[Dataset entries]
____________
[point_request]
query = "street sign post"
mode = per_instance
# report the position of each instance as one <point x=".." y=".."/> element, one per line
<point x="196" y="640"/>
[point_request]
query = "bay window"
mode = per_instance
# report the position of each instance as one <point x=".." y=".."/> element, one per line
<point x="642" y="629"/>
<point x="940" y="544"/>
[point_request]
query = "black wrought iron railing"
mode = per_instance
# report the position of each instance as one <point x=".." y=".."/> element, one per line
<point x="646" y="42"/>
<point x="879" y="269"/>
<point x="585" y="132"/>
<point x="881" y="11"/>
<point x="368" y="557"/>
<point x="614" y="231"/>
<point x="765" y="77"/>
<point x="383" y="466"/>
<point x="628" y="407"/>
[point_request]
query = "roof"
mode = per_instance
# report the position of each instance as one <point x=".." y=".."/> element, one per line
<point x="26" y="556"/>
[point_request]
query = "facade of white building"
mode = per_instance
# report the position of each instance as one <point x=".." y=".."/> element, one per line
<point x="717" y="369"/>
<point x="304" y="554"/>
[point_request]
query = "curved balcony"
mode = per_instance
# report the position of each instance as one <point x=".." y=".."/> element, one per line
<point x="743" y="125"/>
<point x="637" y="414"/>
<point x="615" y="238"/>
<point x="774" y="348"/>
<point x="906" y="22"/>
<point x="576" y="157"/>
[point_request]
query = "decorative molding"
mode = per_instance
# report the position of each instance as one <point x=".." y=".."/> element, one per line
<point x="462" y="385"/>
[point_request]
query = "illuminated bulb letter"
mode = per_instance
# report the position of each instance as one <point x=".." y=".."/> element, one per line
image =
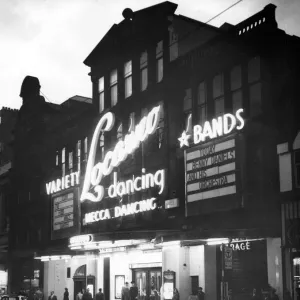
<point x="228" y="128"/>
<point x="106" y="123"/>
<point x="238" y="116"/>
<point x="197" y="134"/>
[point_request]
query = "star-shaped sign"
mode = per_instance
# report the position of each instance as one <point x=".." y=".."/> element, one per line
<point x="184" y="139"/>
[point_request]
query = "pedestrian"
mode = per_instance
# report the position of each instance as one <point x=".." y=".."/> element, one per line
<point x="66" y="294"/>
<point x="79" y="295"/>
<point x="273" y="295"/>
<point x="52" y="296"/>
<point x="87" y="295"/>
<point x="175" y="295"/>
<point x="125" y="292"/>
<point x="201" y="294"/>
<point x="100" y="295"/>
<point x="133" y="291"/>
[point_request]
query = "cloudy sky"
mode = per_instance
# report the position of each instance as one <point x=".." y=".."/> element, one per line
<point x="50" y="39"/>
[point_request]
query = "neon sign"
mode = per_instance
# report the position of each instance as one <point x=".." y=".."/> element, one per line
<point x="62" y="183"/>
<point x="112" y="159"/>
<point x="217" y="127"/>
<point x="119" y="211"/>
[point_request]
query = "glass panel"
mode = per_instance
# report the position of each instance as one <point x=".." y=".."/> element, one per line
<point x="160" y="69"/>
<point x="218" y="88"/>
<point x="128" y="86"/>
<point x="236" y="78"/>
<point x="128" y="68"/>
<point x="101" y="102"/>
<point x="113" y="77"/>
<point x="255" y="99"/>
<point x="144" y="79"/>
<point x="237" y="101"/>
<point x="201" y="93"/>
<point x="101" y="84"/>
<point x="187" y="101"/>
<point x="219" y="107"/>
<point x="114" y="95"/>
<point x="159" y="49"/>
<point x="254" y="69"/>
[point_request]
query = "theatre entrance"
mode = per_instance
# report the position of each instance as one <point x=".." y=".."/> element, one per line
<point x="148" y="281"/>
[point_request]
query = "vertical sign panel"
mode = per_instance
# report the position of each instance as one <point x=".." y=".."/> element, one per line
<point x="210" y="171"/>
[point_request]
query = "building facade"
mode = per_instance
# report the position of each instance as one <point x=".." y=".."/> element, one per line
<point x="170" y="179"/>
<point x="7" y="121"/>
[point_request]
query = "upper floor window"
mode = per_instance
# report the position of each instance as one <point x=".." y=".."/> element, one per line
<point x="254" y="81"/>
<point x="297" y="168"/>
<point x="101" y="146"/>
<point x="187" y="109"/>
<point x="78" y="154"/>
<point x="159" y="62"/>
<point x="71" y="160"/>
<point x="236" y="88"/>
<point x="114" y="87"/>
<point x="173" y="42"/>
<point x="218" y="94"/>
<point x="63" y="161"/>
<point x="119" y="132"/>
<point x="131" y="125"/>
<point x="128" y="78"/>
<point x="144" y="70"/>
<point x="101" y="94"/>
<point x="85" y="148"/>
<point x="201" y="103"/>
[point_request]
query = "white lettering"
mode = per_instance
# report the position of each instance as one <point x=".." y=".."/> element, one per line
<point x="62" y="183"/>
<point x="95" y="173"/>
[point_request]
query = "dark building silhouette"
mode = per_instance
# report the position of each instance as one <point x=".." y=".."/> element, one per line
<point x="179" y="186"/>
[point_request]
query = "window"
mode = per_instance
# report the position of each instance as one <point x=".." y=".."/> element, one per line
<point x="131" y="125"/>
<point x="201" y="103"/>
<point x="161" y="125"/>
<point x="218" y="94"/>
<point x="78" y="153"/>
<point x="114" y="87"/>
<point x="144" y="70"/>
<point x="63" y="161"/>
<point x="119" y="132"/>
<point x="159" y="62"/>
<point x="236" y="88"/>
<point x="101" y="145"/>
<point x="101" y="94"/>
<point x="254" y="82"/>
<point x="187" y="109"/>
<point x="297" y="168"/>
<point x="173" y="42"/>
<point x="85" y="149"/>
<point x="71" y="160"/>
<point x="56" y="158"/>
<point x="128" y="78"/>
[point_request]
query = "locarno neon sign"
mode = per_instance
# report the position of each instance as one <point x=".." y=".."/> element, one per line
<point x="217" y="127"/>
<point x="96" y="172"/>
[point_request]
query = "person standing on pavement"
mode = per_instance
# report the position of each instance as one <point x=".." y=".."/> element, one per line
<point x="133" y="291"/>
<point x="100" y="295"/>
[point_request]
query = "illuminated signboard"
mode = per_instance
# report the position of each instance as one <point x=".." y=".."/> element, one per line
<point x="216" y="128"/>
<point x="63" y="183"/>
<point x="63" y="211"/>
<point x="96" y="171"/>
<point x="210" y="171"/>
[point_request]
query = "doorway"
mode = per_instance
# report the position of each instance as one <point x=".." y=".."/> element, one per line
<point x="148" y="281"/>
<point x="79" y="279"/>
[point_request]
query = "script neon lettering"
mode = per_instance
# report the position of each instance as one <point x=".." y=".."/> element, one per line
<point x="95" y="173"/>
____________
### [Do this]
Gather every line of the records above that contains the string "illuminated", and copy each one in full.

### [Task output]
query = "illuminated bulb letter"
query = "illuminated signboard"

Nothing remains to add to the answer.